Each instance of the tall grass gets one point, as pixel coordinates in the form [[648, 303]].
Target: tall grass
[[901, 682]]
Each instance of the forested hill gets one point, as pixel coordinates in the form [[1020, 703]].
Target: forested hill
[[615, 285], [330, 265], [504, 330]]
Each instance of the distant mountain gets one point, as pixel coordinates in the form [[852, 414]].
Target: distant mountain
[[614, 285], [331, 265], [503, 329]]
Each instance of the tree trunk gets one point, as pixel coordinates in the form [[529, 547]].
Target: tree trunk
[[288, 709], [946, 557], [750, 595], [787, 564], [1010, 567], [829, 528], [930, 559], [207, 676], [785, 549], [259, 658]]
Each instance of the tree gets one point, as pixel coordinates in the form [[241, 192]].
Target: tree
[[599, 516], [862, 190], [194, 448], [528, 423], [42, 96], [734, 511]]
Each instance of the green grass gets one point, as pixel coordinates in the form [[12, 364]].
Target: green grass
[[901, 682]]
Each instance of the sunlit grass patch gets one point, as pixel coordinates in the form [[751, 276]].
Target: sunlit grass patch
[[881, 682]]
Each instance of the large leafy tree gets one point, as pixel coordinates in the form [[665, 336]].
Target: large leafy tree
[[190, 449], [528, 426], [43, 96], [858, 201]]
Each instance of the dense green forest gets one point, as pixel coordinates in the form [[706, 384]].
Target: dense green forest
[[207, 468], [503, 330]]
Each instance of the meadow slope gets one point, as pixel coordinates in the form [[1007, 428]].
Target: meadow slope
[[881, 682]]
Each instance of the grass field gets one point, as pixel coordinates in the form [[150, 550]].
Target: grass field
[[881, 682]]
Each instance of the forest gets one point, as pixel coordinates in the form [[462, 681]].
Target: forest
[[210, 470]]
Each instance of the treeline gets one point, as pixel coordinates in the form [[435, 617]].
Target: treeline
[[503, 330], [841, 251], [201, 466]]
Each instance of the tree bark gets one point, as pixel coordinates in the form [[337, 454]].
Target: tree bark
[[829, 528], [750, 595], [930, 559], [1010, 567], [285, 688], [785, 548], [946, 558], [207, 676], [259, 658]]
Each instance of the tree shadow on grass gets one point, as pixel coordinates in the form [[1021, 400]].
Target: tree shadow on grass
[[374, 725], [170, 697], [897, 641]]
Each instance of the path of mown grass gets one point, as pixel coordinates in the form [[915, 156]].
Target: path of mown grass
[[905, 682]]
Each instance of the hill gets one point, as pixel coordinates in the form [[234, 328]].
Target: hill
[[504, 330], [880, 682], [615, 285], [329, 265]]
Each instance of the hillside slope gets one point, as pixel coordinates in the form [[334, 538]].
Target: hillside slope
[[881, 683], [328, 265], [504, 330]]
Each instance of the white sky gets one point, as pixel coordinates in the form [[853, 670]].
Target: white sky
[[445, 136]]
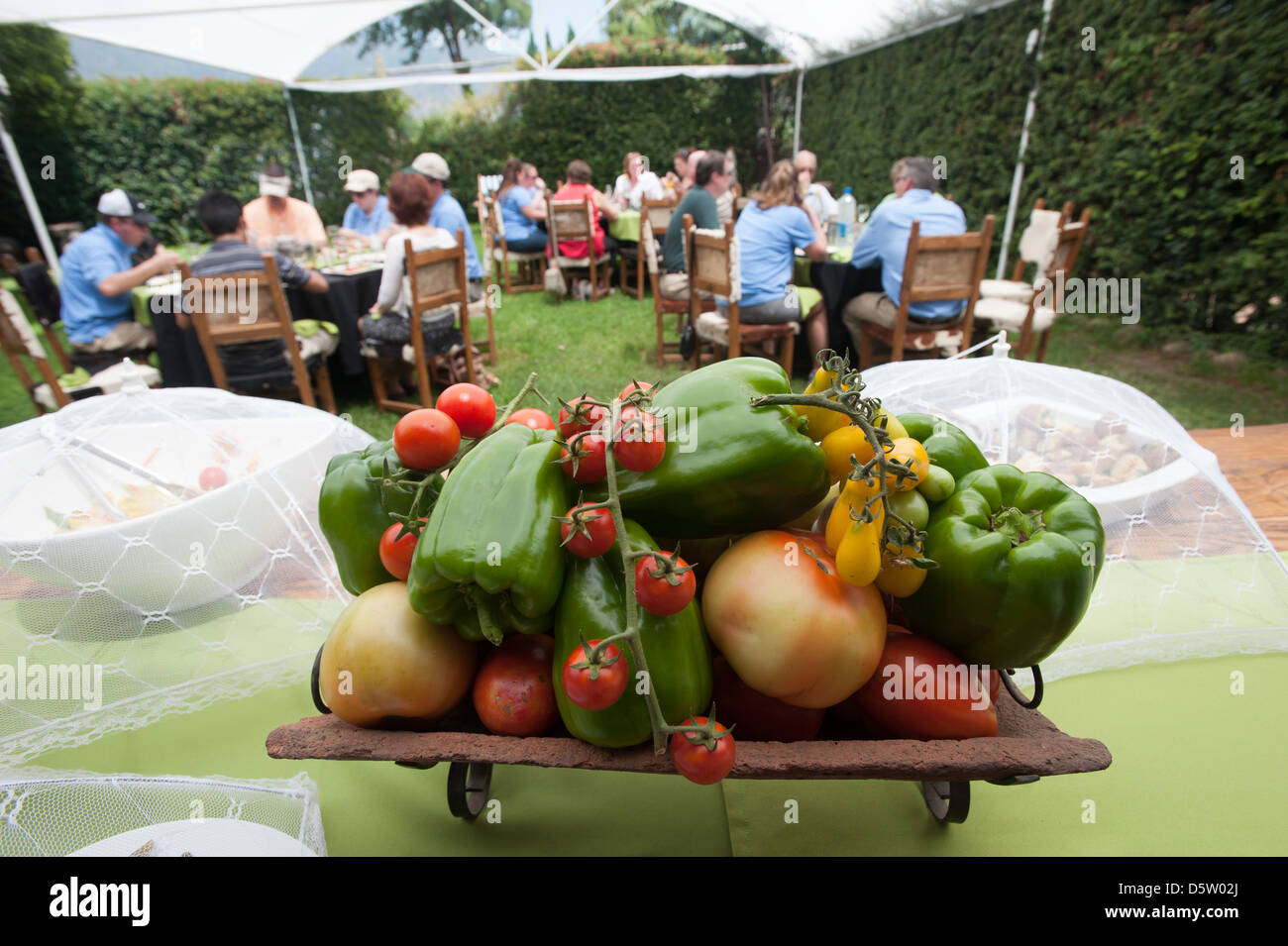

* * *

**WHAT THE EXERCISE ASKS**. An unchanged copy of the listing, with no pictures, should be returned.

**TASK SOLUTION**.
Each instance of the tall grass gets one point, as pixel coordinates in the form [[648, 303]].
Target: tall grass
[[901, 682]]
Each instance of the forested hill gets one point, as pixel coordinates in the form [[1020, 703]].
Target: forested hill
[[615, 285], [330, 265], [504, 330]]
Each instance of the distant mountain gets one point, as pixel coordinates in the form [[852, 414]].
Target: distant mountain
[[614, 285], [331, 265], [503, 329]]
Each instance of the tree trunk gets one point, as pixel coordinates in the form [[529, 547]].
Target: tree trunk
[[288, 709], [946, 557], [750, 595], [787, 564], [1010, 567], [829, 528], [930, 559], [207, 676], [785, 549], [259, 658]]
Each instance of the tree gets one point, as pixel coordinates in the form [[241, 192]].
Target: tree
[[599, 516], [862, 190], [194, 448], [528, 423], [42, 96], [734, 511]]
Each instance of the green grass gets one point, as pixel coordinates in the form [[12, 364]].
Target: green grass
[[901, 682]]
Each instance of the sunlit grass patch gets one point, as pixel coordinates in the form [[751, 276]].
Target: sunlit grass patch
[[881, 682]]
Each instance of the large leafy tree gets one point, as pixel coordinates in the form [[665, 336]].
Target: large leafy tree
[[190, 449], [528, 426], [43, 96], [858, 201]]
Each instance of the dense green forest gets one point, as pixel coordinates in the form [[706, 384]].
Target: dense green forest
[[207, 468], [503, 330]]
Each instance of the meadow slope gets one point, as pixel coordinates in the form [[1007, 428]].
Target: meadow slope
[[881, 682]]
Each instance of the grass field gets one point, as pixel coordinates in the form [[150, 550]].
Target: grass field
[[881, 682]]
Each instance of the forest gets one point, as pixel coordinates in the form [[462, 681]].
Target: forest
[[210, 470]]
Each instance of the treeline gets one point, as pixel coordinates in the form [[435, 617]].
Target: treeline
[[503, 330], [841, 251], [201, 466]]
Each instance of the tree bark gets one point, as pixel coordinates in the form [[337, 454]].
Target: tree bark
[[829, 528], [750, 595], [930, 559], [1010, 567], [285, 688], [785, 548], [946, 558], [207, 676], [259, 658]]
Each instance of the tree shadow on grass gets one point, as pixel coordinates in the form [[1021, 400]].
Target: tree shadow on grass
[[374, 725], [170, 697], [897, 641]]
Each instance of the path of mown grass gets one point, as pixel coordinates in the form [[915, 156]].
Target: path of mown grass
[[905, 682]]
Each instance of the hill gets one point, as pixel coordinates in the form [[234, 328]].
Target: hill
[[504, 330], [880, 682], [615, 285], [329, 265]]
Each instance of the hillside slope gets one point, as pixel coordinates in the form [[334, 538]].
Target: hillside slope
[[881, 683], [328, 265], [504, 330]]
Each instance of the white sky gets one point, as pixel coordinates in the form [[853, 670]].
Target: white sky
[[445, 136]]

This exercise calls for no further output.